**TASK:** Pull each line holding "green" out of the entries below.

*** Opening DATA FOR REVIEW ***

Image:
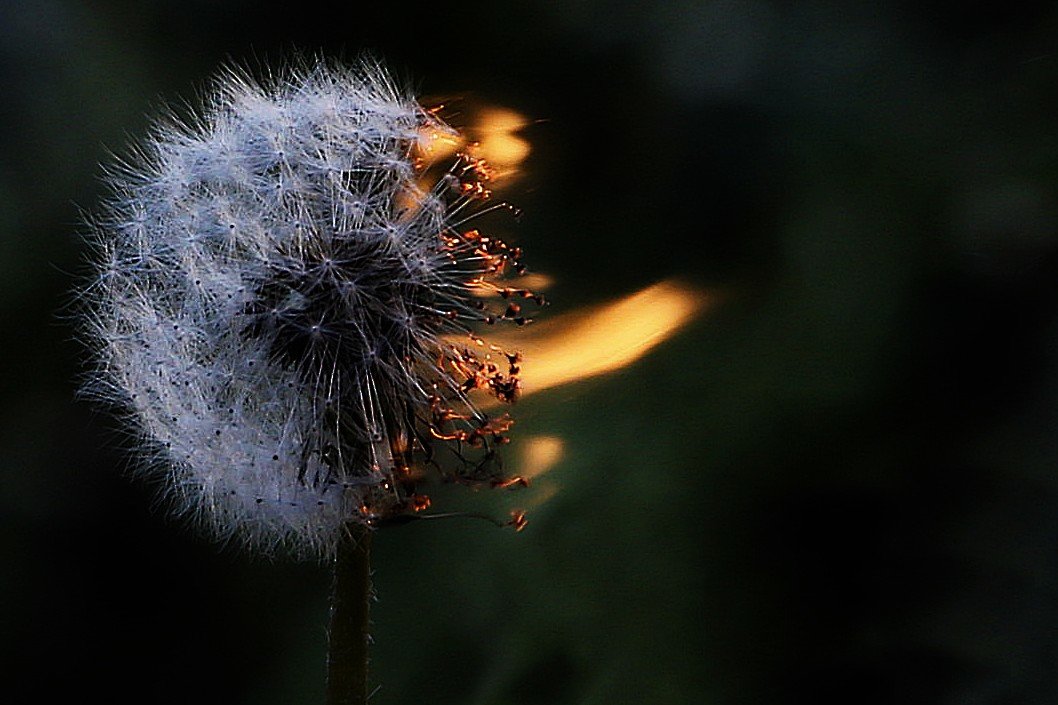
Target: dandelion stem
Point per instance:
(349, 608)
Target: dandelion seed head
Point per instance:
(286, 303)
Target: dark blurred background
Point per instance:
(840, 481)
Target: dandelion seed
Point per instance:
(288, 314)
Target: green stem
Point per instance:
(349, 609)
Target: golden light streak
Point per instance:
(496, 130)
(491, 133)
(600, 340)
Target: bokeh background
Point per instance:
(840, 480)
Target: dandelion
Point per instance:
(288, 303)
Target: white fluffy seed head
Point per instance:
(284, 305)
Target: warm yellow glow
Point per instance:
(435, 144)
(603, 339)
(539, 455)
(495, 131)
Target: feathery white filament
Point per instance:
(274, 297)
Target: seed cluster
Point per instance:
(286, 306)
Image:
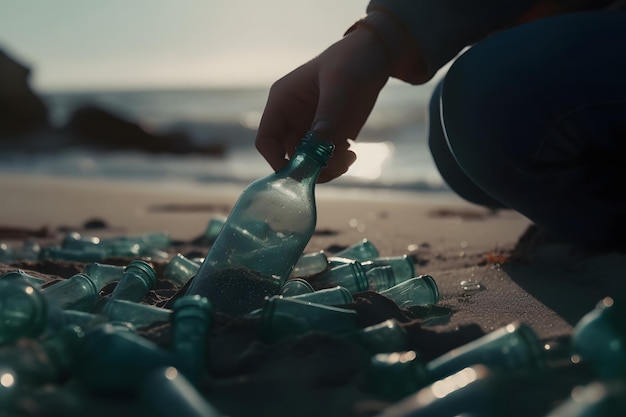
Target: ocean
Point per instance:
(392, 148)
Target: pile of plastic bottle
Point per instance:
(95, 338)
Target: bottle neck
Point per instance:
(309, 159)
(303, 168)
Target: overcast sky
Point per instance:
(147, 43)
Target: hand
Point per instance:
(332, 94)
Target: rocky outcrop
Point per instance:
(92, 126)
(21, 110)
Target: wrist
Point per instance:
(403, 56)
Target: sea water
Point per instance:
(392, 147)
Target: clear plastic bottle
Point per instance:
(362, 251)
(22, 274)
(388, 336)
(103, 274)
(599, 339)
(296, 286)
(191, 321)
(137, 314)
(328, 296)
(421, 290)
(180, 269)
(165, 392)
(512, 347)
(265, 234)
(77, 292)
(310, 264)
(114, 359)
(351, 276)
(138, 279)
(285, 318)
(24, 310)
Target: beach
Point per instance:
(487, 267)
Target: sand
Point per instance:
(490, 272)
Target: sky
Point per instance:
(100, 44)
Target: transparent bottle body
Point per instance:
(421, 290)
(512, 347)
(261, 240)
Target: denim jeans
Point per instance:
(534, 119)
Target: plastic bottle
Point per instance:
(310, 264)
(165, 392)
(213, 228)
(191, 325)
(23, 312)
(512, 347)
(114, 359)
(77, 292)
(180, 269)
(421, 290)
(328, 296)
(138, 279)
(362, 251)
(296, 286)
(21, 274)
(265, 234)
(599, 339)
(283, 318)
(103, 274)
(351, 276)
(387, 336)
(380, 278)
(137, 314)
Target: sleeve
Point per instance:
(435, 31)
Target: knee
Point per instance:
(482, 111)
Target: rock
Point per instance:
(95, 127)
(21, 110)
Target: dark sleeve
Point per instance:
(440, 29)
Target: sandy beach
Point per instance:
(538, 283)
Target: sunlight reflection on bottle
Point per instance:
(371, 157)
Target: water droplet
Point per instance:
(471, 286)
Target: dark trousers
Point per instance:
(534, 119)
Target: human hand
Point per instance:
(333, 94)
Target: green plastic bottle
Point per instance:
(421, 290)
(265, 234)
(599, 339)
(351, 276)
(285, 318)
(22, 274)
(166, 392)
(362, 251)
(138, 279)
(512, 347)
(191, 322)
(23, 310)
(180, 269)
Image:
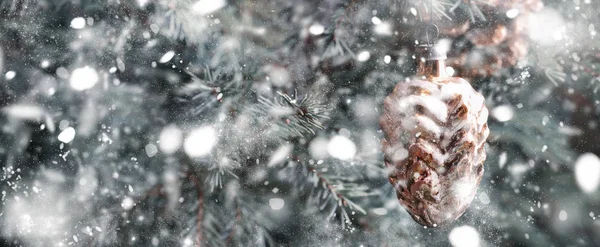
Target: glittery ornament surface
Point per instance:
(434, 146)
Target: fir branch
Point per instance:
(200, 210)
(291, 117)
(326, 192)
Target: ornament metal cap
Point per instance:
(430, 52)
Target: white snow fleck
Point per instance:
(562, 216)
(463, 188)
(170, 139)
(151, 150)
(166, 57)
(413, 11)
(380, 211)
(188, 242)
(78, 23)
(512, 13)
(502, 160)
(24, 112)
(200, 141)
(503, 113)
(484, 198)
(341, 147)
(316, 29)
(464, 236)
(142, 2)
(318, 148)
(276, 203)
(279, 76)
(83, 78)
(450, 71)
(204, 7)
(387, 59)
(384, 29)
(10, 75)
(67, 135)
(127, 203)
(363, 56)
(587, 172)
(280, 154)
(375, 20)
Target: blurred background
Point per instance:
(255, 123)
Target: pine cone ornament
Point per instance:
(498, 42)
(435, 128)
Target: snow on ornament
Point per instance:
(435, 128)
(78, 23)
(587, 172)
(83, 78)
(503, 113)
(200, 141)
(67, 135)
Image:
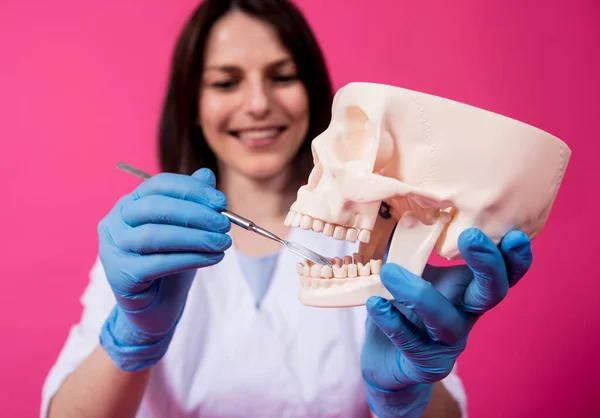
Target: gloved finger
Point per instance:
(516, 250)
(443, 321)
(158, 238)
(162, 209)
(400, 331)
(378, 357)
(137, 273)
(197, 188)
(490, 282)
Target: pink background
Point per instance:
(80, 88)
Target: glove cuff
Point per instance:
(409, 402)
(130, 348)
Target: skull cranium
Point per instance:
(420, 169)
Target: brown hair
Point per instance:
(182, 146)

*** Closing DATA FOR REVIEW ***
*** Opening DATA FOR REVIEW ***

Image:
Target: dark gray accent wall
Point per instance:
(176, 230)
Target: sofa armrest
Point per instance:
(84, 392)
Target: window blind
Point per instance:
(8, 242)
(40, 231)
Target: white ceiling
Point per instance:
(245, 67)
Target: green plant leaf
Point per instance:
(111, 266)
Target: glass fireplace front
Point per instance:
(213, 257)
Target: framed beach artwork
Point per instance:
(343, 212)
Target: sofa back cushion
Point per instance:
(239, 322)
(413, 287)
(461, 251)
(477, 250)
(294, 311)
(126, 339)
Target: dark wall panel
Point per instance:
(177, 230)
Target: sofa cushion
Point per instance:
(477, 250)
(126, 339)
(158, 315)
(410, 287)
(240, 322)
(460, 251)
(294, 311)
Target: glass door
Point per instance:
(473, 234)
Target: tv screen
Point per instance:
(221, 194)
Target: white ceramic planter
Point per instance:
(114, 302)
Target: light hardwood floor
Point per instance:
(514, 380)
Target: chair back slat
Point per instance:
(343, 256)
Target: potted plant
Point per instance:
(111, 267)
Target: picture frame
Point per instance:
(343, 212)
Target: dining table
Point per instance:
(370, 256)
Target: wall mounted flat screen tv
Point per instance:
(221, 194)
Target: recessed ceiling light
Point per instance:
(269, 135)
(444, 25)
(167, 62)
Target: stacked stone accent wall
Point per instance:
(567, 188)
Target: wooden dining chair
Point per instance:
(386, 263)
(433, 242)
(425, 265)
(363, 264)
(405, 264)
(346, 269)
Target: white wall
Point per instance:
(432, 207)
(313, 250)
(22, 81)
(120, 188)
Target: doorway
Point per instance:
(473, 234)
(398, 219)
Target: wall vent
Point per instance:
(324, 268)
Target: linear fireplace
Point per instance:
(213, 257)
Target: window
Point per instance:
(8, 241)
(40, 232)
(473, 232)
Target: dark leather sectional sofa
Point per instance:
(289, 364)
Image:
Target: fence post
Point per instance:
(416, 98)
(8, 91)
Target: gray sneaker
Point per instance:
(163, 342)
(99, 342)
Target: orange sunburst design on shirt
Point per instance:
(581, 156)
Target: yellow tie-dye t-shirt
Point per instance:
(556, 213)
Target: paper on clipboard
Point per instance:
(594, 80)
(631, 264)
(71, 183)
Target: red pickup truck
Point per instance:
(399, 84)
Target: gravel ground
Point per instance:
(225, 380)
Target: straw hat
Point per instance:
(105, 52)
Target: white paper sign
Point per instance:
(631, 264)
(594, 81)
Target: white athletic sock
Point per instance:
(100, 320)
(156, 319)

*** Closing DATA FOR REVIEW ***

**RESPONSE TO THE TASK:**
Target: green stem
Target: green plastic bottle
Target: green plant leaf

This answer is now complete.